"""
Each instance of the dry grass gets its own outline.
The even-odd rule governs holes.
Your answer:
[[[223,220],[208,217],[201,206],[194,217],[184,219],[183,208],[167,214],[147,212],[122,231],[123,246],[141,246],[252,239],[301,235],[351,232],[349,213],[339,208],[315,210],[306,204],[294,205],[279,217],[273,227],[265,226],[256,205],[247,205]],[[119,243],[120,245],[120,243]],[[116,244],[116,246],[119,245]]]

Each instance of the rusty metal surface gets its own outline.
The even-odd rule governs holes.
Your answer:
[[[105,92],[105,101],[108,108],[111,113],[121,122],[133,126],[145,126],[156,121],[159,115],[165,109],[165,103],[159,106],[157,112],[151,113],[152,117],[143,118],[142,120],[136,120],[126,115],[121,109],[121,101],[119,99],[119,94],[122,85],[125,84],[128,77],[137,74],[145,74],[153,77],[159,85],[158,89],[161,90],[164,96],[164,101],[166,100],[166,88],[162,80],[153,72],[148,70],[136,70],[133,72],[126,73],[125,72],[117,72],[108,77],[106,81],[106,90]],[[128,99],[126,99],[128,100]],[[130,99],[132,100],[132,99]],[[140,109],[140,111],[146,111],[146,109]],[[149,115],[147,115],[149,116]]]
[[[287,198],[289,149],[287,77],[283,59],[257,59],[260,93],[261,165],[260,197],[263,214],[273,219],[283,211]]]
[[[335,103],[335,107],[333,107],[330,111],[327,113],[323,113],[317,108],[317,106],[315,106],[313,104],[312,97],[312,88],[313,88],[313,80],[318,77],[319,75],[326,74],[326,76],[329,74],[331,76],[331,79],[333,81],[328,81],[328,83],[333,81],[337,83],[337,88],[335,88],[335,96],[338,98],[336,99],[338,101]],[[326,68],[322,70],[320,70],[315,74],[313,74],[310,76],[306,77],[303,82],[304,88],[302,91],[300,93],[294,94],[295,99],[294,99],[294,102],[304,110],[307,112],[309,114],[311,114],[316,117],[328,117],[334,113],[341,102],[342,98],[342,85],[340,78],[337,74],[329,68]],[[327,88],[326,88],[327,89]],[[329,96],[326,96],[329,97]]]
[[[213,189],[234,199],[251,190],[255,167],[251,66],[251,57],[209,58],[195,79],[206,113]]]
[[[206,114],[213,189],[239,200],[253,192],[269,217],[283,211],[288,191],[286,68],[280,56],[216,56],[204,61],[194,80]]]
"""
Copy out all of the lines above, character for character, changing nothing.

Each instance of the dry grass gets its own outline.
The even-odd rule governs holes.
Your answer:
[[[223,220],[208,217],[201,206],[194,217],[184,219],[183,208],[167,214],[147,212],[122,231],[123,246],[141,246],[252,239],[301,235],[351,232],[349,213],[339,208],[315,210],[306,204],[294,205],[279,217],[273,227],[265,226],[256,205],[247,205]],[[119,243],[120,245],[120,243]],[[116,244],[116,246],[119,245]]]

Each instance of the rusty metal surface gets its own outline.
The even-odd rule governs holes.
Your answer:
[[[105,92],[105,101],[108,108],[111,113],[121,122],[133,126],[145,126],[156,121],[159,115],[165,109],[165,103],[159,106],[157,112],[151,113],[152,117],[143,118],[142,120],[136,120],[126,115],[121,109],[121,101],[119,99],[119,94],[122,85],[125,84],[128,77],[137,74],[145,74],[153,77],[159,85],[158,89],[161,90],[164,96],[164,101],[166,100],[166,88],[162,80],[153,72],[148,70],[136,70],[133,72],[126,73],[125,72],[117,72],[108,77],[106,81],[106,90]],[[128,99],[126,99],[128,100]],[[130,99],[132,100],[132,99]],[[140,109],[140,111],[146,111],[146,109]],[[149,115],[147,115],[149,116]]]
[[[287,198],[289,149],[287,77],[283,59],[257,59],[260,93],[261,165],[260,197],[263,214],[273,219],[283,211]]]
[[[335,103],[335,107],[333,107],[330,111],[327,113],[323,113],[317,108],[317,106],[315,106],[313,104],[312,97],[312,88],[313,88],[313,80],[318,77],[319,75],[326,74],[326,76],[329,74],[331,76],[331,79],[333,81],[328,81],[328,83],[333,81],[337,83],[337,88],[335,88],[335,96],[338,98],[336,99],[338,101]],[[326,68],[322,70],[320,70],[315,74],[313,74],[310,76],[306,77],[303,82],[304,88],[302,91],[300,93],[294,94],[295,99],[294,99],[294,102],[304,110],[307,112],[309,114],[311,114],[316,117],[328,117],[334,113],[341,102],[342,98],[342,85],[340,78],[337,74],[329,68]],[[327,88],[326,88],[327,89]],[[329,96],[326,96],[329,97]]]
[[[213,189],[234,199],[251,190],[255,167],[251,66],[251,57],[209,58],[195,79],[206,113]]]
[[[206,114],[213,189],[239,200],[253,192],[269,217],[283,211],[288,191],[286,68],[280,56],[216,56],[204,61],[194,80]]]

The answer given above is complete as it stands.